_INSTRUCTIONS TO FOLLOW_
Starting from the line containing "Target: orange flower", write out every remaining line exactly, the last one included.

_DATA ROWS_

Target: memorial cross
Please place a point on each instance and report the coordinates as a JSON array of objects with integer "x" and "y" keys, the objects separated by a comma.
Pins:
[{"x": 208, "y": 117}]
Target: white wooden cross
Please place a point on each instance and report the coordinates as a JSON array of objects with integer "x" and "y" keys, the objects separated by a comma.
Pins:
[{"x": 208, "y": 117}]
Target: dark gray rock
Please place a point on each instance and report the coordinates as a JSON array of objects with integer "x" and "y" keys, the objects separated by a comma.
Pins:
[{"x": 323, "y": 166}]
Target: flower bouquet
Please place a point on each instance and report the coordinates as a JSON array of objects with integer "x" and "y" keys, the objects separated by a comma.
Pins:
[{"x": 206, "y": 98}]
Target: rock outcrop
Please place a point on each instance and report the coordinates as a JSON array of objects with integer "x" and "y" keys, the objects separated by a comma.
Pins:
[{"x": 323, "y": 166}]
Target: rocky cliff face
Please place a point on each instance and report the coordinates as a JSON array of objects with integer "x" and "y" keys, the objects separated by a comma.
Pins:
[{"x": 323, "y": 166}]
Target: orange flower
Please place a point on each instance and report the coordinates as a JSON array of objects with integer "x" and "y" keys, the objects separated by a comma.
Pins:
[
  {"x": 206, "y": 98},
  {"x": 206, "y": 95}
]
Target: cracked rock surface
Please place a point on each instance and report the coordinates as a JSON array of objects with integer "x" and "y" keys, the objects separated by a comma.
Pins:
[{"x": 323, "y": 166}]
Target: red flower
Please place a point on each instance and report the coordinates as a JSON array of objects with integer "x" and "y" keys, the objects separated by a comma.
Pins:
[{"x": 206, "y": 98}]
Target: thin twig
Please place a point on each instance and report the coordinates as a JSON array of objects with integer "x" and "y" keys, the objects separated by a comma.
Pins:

_TASK ANSWER_
Target: orange flower
Please place a point on each instance and report the coordinates as a JSON array of objects with integer "x" and "y" keys, the objects separated by a comma.
Pins:
[
  {"x": 206, "y": 98},
  {"x": 206, "y": 95}
]
Target: cracked rock surface
Please place a point on each instance and report the coordinates as a JSON array of objects with integer "x" and "y" keys, the objects separated by a comma.
Pins:
[{"x": 323, "y": 166}]
Target: red flower
Please place a point on each instance and report the coordinates as a JSON array of objects with integer "x" and "y" keys, the objects separated by a comma.
Pins:
[{"x": 206, "y": 98}]
Target: thin twig
Please place a point on each instance and report the coordinates as a JSON array of objects with integer "x" and "y" keys, the objects separated by a comma.
Pins:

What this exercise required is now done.